- Activity: Could you copy every record below exactly as it stands?

(Dataset entries)
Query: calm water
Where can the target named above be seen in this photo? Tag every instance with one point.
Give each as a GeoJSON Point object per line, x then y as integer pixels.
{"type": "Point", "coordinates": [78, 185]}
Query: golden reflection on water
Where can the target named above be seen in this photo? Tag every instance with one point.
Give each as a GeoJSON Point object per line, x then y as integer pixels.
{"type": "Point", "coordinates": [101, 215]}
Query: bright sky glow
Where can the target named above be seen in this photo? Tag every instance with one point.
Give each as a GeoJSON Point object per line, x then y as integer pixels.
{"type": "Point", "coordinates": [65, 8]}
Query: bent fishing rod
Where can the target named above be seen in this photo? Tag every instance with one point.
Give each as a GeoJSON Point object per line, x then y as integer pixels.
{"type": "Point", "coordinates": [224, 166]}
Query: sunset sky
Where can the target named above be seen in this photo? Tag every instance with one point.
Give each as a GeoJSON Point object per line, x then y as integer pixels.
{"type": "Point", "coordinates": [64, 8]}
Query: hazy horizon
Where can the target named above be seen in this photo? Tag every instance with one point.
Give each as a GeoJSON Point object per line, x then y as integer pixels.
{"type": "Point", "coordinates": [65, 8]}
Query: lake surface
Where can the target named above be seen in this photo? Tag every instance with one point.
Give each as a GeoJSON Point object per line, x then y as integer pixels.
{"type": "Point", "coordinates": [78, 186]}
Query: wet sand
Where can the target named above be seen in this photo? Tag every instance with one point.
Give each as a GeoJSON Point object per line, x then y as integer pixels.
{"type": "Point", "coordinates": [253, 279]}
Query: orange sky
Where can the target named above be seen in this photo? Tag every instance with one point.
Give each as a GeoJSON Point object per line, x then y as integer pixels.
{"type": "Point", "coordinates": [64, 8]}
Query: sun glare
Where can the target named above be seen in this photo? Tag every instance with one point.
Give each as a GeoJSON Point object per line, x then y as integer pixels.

- Answer to the exercise:
Query: calm water
Where can the target named above be seen in this photo? Tag every instance with one point.
Give each as a GeoJSON Point object per line, x then y as integer pixels.
{"type": "Point", "coordinates": [78, 185]}
Query: golden reflection on water
Where can the target named above be seen in this photo? Tag every instance with one point.
Give each as a GeoJSON Point object per line, x then y as integer pixels.
{"type": "Point", "coordinates": [101, 215]}
Query: bright sky glow
Where can the target named above be seen in this photo? Tag every instance with one point.
Give each as a GeoJSON Point object per line, x then y as integer pixels.
{"type": "Point", "coordinates": [65, 8]}
Query: bent fishing rod
Where can the target named above be seen in this photo? Tag every instance with one point.
Give each as a GeoJSON Point object per line, x then y as integer pixels.
{"type": "Point", "coordinates": [224, 166]}
Query: sunset sky
Where can the target named above be seen in this photo? Tag every instance with one point.
Give each as a GeoJSON Point object per line, x then y as integer pixels.
{"type": "Point", "coordinates": [64, 8]}
Query: hazy horizon
Where can the target named above be seen in this photo? Tag every instance with one point.
Give each as a GeoJSON Point object per line, x then y as integer pixels.
{"type": "Point", "coordinates": [65, 8]}
Query: lake surface
Where can the target named above be seen in this photo? Tag every instance with one point.
Give each as a GeoJSON Point object per line, x then y as integer pixels.
{"type": "Point", "coordinates": [78, 186]}
Query: wet sand
Where can the target named above be seen in this photo? Tag every instance with one point.
Give each as a GeoJSON Point object per line, x then y as integer pixels.
{"type": "Point", "coordinates": [253, 279]}
Query: orange sky
Where can the target named above be seen in this photo? Tag every instance with one point.
Give each as a GeoJSON Point object per line, x then y as integer pixels.
{"type": "Point", "coordinates": [64, 8]}
Query: sun glare
Where can the target named above be seen in this photo? Tag every instance with one point.
Give each as a GeoJSON Point object per line, x then y as integer pixels.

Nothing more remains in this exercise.